> REQUIRED TASK:
From the rows below, pull out each line that contains the string "metal".

> DATA ENTRIES:

· · ·

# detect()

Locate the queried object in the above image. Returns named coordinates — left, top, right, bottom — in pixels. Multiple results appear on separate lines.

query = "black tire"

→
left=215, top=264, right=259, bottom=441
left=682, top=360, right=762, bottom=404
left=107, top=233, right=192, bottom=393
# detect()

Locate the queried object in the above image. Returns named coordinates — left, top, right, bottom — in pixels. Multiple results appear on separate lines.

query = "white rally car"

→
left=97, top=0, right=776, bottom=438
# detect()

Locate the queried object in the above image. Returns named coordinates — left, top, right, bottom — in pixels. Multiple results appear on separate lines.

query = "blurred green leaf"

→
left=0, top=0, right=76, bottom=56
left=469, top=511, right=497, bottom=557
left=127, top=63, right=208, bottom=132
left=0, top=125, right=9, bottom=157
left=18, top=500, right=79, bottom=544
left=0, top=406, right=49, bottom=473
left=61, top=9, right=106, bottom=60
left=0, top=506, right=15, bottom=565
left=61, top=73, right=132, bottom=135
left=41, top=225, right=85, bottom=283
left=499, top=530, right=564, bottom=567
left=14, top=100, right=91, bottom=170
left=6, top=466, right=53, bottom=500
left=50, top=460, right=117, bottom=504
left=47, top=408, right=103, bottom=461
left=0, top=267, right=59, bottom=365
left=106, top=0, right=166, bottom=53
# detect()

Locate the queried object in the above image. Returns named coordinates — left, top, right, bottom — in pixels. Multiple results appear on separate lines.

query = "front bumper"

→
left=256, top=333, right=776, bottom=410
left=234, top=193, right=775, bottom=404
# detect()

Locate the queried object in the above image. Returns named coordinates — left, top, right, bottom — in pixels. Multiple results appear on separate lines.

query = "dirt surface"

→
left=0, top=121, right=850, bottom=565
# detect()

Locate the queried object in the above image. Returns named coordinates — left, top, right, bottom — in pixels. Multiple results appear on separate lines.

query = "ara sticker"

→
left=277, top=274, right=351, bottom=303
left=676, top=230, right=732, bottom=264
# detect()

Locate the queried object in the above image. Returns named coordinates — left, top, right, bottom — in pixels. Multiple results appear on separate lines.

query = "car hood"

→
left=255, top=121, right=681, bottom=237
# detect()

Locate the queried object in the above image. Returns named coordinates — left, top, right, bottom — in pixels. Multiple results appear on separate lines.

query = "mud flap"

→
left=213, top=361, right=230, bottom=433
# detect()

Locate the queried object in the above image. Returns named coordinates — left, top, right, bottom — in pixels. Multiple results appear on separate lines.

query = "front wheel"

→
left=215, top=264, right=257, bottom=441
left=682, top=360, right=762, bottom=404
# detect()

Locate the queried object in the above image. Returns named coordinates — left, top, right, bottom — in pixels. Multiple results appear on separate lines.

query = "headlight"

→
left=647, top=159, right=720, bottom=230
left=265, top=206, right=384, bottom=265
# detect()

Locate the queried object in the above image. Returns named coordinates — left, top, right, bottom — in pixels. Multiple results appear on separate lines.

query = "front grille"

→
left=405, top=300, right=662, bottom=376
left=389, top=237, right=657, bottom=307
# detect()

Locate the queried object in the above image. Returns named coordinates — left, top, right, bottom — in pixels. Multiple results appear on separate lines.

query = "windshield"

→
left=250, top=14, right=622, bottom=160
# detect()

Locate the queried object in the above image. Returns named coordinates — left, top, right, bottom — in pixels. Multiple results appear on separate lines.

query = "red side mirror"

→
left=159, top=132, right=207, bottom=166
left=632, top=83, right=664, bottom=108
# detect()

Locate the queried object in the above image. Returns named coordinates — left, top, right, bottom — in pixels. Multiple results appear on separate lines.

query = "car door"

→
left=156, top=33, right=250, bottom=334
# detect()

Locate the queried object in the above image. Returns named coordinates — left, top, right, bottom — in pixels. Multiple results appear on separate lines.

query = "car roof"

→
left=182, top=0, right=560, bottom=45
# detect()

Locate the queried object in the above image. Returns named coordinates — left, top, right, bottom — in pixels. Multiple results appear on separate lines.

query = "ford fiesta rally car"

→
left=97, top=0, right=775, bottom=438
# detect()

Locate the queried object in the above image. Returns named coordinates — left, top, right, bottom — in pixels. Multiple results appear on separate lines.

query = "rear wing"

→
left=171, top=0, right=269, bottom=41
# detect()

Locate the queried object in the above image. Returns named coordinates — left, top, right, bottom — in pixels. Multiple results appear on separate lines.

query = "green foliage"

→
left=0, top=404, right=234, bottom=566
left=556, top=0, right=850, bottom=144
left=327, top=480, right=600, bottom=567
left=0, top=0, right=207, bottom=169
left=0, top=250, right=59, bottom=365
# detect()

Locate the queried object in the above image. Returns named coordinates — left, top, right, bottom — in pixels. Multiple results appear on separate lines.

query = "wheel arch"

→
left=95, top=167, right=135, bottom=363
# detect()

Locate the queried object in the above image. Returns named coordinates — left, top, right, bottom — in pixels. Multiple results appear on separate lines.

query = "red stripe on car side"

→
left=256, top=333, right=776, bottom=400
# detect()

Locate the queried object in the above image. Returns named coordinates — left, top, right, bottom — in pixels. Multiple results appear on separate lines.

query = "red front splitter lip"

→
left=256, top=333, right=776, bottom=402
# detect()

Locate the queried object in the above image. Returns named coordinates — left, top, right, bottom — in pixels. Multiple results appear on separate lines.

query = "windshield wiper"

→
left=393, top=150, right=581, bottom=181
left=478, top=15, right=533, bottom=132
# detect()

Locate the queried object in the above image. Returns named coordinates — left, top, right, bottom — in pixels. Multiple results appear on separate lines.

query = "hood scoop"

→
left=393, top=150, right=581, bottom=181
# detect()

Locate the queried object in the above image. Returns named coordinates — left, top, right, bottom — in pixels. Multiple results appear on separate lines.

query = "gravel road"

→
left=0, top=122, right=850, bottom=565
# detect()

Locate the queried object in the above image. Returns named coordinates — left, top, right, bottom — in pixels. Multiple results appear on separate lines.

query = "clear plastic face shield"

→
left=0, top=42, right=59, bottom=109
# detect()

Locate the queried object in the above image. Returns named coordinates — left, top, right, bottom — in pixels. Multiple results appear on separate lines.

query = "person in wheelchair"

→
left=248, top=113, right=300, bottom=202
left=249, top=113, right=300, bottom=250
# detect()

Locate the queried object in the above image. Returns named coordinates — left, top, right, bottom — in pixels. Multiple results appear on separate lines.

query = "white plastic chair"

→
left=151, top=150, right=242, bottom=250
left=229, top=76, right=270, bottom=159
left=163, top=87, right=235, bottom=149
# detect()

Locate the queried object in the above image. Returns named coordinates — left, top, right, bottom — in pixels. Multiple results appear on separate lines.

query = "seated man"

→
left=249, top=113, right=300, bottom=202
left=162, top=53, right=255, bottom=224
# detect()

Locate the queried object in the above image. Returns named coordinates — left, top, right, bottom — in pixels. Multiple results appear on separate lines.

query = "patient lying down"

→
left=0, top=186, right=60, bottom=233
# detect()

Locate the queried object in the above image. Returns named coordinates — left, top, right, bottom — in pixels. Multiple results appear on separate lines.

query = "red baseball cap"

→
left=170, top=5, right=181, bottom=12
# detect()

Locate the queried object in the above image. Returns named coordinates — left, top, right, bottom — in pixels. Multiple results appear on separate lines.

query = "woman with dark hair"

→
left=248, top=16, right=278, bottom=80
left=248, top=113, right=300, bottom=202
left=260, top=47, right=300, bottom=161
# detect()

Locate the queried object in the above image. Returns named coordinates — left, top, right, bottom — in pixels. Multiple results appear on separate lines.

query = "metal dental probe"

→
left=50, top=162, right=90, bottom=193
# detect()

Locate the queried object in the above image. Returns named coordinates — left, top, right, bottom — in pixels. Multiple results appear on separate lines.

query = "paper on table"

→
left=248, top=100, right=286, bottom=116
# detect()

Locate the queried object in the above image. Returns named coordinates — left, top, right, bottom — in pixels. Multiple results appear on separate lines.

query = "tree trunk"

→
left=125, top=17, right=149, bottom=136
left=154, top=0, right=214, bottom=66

· · ·

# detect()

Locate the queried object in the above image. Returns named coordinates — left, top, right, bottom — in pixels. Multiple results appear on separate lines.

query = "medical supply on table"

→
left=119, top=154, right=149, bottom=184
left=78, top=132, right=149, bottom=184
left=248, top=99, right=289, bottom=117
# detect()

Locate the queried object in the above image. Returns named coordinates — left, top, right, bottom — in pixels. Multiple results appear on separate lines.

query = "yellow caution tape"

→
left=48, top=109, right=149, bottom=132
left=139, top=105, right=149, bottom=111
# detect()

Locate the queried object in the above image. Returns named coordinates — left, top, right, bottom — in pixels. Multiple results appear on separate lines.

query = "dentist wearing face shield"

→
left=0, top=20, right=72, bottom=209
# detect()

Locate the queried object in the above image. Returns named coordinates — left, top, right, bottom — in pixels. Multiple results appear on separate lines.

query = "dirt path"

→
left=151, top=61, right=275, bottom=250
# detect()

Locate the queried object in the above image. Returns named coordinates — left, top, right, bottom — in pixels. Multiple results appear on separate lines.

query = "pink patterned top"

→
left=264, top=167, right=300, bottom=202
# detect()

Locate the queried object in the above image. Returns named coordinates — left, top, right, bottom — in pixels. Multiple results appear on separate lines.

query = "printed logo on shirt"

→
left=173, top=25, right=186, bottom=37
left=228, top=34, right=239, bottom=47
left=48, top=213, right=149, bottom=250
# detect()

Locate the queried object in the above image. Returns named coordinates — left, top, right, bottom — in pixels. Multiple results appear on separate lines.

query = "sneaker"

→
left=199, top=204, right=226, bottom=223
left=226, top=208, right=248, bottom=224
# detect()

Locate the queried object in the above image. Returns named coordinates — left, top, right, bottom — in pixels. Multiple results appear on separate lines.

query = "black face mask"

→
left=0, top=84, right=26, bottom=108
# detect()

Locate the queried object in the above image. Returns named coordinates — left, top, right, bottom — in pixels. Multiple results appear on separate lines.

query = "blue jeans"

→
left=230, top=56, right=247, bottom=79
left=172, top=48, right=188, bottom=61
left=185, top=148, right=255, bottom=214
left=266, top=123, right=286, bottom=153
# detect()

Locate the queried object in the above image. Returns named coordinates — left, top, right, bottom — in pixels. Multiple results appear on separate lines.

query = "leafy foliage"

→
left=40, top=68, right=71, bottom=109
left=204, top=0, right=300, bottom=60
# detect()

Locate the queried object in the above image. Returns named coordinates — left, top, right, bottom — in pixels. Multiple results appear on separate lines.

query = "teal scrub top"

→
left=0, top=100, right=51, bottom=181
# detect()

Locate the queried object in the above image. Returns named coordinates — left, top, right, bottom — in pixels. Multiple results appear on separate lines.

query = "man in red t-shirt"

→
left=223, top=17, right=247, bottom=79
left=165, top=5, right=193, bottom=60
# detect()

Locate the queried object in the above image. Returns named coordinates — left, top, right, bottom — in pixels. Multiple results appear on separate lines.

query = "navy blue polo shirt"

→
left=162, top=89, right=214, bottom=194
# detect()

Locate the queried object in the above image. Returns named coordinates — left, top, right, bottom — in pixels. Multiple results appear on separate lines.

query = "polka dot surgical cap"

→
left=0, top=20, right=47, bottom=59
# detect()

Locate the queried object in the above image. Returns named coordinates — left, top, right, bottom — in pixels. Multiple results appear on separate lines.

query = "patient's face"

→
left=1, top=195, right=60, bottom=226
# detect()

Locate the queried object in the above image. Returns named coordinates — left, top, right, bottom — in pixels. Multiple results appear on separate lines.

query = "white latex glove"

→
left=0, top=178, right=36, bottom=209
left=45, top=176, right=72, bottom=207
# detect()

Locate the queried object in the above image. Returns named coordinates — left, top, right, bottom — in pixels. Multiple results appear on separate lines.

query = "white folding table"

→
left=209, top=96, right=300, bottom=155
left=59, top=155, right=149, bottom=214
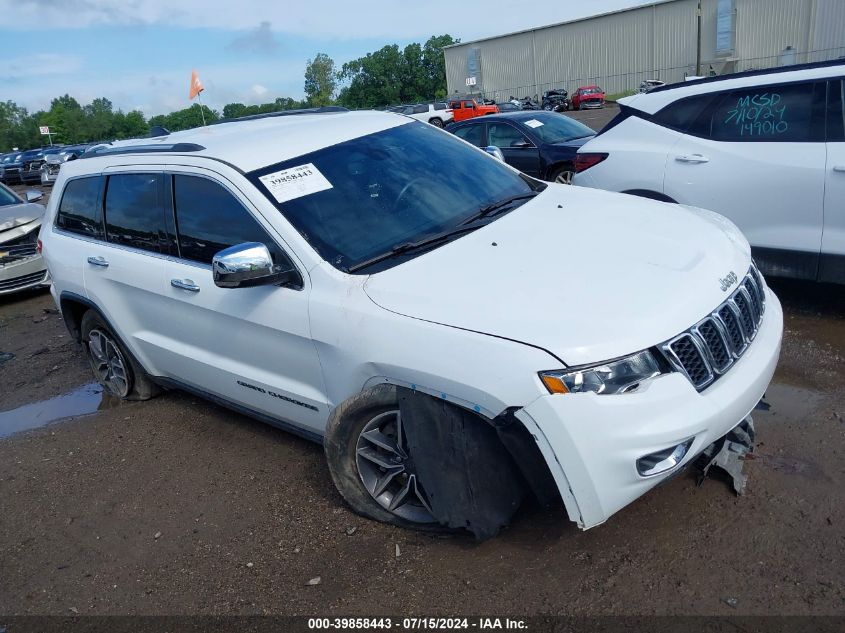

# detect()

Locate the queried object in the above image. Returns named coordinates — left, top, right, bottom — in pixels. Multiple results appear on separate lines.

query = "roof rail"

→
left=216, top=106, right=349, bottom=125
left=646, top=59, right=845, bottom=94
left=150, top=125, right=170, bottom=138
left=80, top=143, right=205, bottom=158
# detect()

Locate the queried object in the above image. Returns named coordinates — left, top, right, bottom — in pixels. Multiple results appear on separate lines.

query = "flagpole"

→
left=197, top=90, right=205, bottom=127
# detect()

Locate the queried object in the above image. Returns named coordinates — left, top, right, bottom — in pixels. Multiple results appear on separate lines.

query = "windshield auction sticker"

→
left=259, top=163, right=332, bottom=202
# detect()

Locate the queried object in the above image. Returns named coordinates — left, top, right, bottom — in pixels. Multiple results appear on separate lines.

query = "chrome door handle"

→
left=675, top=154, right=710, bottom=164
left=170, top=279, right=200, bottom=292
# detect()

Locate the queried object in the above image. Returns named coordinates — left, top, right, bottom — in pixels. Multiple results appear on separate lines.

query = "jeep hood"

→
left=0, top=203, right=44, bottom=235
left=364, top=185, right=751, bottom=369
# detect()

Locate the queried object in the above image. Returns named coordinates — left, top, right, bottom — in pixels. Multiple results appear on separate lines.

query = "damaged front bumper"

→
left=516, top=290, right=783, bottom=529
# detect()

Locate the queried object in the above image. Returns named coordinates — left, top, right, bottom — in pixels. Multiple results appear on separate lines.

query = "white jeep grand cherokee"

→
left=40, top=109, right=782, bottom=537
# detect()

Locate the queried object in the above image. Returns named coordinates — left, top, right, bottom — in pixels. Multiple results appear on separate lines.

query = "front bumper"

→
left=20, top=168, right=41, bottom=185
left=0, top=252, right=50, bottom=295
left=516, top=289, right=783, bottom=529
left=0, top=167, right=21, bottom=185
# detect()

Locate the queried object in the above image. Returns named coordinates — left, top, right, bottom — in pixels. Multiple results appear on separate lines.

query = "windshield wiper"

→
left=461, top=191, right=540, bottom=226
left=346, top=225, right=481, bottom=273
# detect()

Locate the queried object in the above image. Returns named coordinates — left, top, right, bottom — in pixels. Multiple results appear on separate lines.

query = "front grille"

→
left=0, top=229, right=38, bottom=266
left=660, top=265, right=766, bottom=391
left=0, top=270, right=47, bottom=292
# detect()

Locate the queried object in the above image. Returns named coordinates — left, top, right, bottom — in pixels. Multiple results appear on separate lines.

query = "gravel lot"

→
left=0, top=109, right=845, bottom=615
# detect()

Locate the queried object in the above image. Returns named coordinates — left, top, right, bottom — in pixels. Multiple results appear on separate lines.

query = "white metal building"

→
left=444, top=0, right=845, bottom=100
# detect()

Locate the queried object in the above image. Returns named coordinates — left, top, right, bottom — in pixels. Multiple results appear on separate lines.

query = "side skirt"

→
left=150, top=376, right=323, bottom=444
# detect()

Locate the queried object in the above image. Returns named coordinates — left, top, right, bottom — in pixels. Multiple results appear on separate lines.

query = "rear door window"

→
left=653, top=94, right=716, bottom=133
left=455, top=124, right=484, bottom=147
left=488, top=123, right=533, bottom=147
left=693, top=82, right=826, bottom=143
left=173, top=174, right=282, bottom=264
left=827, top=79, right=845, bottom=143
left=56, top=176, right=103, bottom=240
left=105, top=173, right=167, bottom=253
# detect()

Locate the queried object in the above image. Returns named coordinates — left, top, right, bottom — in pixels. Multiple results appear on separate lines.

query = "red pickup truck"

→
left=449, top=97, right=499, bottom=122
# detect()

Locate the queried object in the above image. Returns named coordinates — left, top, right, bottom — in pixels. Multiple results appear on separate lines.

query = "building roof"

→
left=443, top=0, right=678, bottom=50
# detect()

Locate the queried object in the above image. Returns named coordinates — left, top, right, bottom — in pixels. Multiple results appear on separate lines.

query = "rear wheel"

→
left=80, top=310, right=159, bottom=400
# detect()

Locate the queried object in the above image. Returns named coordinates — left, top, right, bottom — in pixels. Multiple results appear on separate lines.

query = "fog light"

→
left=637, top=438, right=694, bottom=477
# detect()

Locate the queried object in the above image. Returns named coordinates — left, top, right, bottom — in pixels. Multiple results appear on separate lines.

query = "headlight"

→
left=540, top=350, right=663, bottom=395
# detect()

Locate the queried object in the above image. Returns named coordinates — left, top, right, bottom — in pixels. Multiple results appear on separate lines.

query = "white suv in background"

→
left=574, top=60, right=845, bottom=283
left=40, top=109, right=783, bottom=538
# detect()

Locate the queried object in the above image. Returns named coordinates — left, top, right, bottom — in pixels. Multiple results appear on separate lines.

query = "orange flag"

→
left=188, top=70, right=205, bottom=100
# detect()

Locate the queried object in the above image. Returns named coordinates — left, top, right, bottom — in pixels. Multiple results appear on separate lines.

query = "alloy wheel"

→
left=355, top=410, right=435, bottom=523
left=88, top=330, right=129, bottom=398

· · ·

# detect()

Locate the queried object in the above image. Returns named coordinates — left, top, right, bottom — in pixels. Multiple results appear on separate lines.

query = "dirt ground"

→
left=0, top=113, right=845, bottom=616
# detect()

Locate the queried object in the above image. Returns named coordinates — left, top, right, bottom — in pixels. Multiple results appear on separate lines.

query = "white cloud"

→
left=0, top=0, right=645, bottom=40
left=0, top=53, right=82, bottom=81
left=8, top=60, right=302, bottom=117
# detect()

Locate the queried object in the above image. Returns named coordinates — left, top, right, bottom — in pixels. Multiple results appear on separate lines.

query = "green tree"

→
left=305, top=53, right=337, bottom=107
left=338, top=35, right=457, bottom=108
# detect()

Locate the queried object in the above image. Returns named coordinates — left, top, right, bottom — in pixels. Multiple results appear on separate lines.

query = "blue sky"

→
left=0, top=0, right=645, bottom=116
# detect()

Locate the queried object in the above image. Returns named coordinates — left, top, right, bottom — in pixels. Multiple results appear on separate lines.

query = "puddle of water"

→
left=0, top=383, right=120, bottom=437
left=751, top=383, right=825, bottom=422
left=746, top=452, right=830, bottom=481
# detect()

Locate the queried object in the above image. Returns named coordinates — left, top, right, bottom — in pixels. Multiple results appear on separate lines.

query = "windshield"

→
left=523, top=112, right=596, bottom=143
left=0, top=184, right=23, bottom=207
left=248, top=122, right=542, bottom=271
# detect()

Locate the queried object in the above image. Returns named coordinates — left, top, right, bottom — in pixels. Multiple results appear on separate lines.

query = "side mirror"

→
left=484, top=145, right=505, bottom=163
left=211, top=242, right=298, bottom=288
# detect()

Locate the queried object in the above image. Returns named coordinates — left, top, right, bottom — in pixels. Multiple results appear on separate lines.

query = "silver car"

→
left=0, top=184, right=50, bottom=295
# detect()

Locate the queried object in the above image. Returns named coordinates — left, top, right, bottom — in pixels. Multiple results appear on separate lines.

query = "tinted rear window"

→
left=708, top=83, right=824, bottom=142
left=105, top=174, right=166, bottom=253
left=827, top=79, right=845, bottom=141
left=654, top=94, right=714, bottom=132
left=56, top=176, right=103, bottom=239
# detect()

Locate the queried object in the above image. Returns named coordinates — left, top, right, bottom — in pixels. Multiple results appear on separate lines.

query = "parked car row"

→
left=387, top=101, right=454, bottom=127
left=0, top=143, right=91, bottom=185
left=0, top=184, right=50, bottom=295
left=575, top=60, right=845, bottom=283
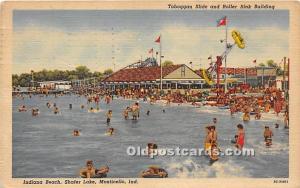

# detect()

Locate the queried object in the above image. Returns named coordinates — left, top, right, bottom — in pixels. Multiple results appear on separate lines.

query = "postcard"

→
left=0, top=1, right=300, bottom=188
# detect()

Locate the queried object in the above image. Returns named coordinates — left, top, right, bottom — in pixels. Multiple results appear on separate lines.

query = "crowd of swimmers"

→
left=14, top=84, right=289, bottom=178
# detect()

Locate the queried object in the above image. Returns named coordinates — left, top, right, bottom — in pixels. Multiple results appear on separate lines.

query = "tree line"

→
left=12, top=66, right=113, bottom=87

· · ·

> RESPONSE BELOW:
query = "metal dental probe"
query = "white metal building"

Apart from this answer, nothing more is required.